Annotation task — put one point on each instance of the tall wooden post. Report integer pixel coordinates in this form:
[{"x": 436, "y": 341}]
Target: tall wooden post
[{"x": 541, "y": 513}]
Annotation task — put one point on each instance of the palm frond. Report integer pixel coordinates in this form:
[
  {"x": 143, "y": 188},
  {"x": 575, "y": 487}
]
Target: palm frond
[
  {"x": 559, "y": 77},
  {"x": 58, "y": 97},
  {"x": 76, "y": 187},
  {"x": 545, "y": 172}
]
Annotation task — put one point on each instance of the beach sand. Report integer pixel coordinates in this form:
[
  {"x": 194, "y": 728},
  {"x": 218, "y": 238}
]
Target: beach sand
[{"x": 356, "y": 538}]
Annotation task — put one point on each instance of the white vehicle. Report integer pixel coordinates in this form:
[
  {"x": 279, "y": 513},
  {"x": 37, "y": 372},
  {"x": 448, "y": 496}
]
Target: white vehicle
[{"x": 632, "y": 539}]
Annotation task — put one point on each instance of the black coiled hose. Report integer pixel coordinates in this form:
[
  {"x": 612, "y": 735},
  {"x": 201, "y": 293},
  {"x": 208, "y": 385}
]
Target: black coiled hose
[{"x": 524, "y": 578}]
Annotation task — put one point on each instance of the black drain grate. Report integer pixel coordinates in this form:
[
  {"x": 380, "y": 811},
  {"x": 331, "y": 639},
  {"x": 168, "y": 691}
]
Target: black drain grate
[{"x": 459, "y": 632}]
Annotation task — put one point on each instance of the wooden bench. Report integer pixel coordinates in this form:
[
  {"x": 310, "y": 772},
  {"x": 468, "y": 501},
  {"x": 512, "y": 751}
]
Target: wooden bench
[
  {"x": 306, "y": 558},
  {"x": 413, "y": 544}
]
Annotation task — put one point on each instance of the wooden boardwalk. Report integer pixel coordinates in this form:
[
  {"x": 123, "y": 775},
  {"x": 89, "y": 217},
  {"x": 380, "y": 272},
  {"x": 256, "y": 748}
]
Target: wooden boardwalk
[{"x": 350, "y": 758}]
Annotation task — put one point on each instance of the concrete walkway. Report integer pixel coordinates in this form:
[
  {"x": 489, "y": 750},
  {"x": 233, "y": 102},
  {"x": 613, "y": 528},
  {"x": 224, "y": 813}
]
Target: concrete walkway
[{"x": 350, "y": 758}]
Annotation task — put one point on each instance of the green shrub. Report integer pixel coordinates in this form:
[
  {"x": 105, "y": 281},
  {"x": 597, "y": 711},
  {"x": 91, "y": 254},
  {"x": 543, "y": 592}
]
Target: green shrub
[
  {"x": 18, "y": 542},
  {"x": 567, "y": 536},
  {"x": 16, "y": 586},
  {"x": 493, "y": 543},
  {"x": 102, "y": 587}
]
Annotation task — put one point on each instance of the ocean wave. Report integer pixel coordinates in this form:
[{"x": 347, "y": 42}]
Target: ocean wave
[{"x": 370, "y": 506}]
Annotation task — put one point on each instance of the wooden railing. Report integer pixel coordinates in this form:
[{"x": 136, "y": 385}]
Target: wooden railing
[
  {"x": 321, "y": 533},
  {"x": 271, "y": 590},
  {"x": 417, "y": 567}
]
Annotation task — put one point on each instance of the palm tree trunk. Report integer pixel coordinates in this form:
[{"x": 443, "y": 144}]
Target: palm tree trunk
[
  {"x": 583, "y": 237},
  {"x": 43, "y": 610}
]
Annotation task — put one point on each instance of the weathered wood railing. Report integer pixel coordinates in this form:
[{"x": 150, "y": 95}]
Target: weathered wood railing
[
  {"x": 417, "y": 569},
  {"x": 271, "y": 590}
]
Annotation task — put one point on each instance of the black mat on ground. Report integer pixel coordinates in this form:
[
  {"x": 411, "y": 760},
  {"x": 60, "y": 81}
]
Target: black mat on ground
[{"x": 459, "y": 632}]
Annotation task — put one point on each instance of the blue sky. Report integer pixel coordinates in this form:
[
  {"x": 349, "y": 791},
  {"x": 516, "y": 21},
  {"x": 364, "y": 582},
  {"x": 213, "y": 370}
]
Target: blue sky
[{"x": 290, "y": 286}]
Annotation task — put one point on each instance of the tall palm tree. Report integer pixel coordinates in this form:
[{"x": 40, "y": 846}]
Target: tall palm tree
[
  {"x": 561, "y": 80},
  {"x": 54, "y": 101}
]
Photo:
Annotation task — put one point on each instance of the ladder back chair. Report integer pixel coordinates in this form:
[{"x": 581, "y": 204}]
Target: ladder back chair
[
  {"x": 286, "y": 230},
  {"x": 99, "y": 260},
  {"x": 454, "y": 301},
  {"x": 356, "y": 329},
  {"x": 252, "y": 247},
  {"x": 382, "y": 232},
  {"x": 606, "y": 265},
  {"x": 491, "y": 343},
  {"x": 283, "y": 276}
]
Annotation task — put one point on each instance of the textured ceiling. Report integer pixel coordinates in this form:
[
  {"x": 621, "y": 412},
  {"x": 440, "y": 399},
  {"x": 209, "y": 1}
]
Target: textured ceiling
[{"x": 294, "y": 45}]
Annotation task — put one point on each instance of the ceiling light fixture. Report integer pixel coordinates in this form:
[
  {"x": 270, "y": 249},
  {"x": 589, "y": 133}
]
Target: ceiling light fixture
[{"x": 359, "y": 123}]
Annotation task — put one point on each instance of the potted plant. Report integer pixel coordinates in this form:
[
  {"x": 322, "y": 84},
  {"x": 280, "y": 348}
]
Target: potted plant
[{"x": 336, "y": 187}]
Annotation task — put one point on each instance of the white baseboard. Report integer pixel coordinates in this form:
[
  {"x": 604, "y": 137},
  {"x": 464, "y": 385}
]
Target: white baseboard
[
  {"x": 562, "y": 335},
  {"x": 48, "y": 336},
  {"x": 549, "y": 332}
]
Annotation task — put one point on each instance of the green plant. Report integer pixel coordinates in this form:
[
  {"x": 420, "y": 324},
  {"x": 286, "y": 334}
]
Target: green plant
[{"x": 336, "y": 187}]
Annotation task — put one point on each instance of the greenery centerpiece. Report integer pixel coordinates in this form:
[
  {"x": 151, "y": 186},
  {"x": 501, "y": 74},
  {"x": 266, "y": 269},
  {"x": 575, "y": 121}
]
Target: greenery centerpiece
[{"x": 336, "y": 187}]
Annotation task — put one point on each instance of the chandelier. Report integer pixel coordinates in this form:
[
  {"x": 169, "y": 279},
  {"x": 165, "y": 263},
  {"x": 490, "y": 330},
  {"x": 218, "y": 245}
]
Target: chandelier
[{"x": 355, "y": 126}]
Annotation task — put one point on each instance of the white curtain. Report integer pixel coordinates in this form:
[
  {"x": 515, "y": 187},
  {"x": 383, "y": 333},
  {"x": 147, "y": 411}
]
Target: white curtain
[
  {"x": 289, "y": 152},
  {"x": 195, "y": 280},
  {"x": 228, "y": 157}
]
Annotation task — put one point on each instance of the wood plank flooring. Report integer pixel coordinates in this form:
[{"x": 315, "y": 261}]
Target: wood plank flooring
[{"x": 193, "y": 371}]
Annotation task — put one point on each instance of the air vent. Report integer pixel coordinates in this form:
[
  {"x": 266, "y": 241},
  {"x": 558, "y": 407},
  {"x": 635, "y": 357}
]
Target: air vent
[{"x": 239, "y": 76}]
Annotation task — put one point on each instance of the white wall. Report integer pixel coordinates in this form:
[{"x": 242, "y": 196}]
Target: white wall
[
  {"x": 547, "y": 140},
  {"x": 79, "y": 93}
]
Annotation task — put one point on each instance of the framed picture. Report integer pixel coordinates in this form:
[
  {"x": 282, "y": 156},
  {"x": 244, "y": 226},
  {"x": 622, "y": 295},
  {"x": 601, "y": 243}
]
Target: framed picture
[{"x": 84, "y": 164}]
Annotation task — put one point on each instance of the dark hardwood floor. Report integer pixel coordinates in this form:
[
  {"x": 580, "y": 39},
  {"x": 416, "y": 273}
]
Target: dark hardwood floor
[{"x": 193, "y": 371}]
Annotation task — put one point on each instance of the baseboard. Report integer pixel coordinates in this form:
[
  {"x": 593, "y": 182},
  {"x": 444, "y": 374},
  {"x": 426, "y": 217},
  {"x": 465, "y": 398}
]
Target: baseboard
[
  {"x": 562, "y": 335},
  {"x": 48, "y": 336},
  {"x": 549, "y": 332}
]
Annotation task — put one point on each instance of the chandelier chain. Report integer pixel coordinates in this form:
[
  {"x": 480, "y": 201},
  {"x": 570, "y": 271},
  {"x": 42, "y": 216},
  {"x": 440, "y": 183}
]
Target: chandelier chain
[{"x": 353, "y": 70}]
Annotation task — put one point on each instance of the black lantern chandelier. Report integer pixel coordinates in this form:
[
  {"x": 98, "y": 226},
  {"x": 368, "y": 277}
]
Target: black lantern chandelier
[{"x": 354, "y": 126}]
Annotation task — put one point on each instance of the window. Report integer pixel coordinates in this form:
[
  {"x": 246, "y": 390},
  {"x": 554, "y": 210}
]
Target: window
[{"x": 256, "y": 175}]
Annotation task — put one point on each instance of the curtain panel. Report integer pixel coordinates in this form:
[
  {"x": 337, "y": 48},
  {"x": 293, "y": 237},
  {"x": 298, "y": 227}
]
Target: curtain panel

☆ ☆ ☆

▸ **WHAT IS BEING ASKED**: Swap "curtain panel" for "drapery panel" in the part running from the line containing "the chandelier chain." through the end of the entries, and write out only those lines with nothing else altered.

▸ **CORRECT RESPONSE**:
Annotation task — put one point on each instance of the chandelier chain. Report integer pixel coordinates in this form:
[
  {"x": 480, "y": 201},
  {"x": 570, "y": 271},
  {"x": 42, "y": 216},
  {"x": 440, "y": 183}
]
Target: chandelier chain
[{"x": 353, "y": 70}]
Annotation task — put one point on each instance of the black lantern chandelier. Report integer pixel coordinates in this form:
[
  {"x": 98, "y": 226},
  {"x": 368, "y": 277}
]
Target: black lantern chandelier
[{"x": 354, "y": 126}]
Annotation task — put one point on each instance of the window. Report integer pixel coordinates in this form:
[
  {"x": 246, "y": 390},
  {"x": 554, "y": 210}
]
Target: window
[{"x": 256, "y": 175}]
Annotation task — put one point on each instance of the drapery panel. Report integer pixel coordinates in this form:
[
  {"x": 337, "y": 48},
  {"x": 293, "y": 237},
  {"x": 298, "y": 227}
]
Target: drapery panel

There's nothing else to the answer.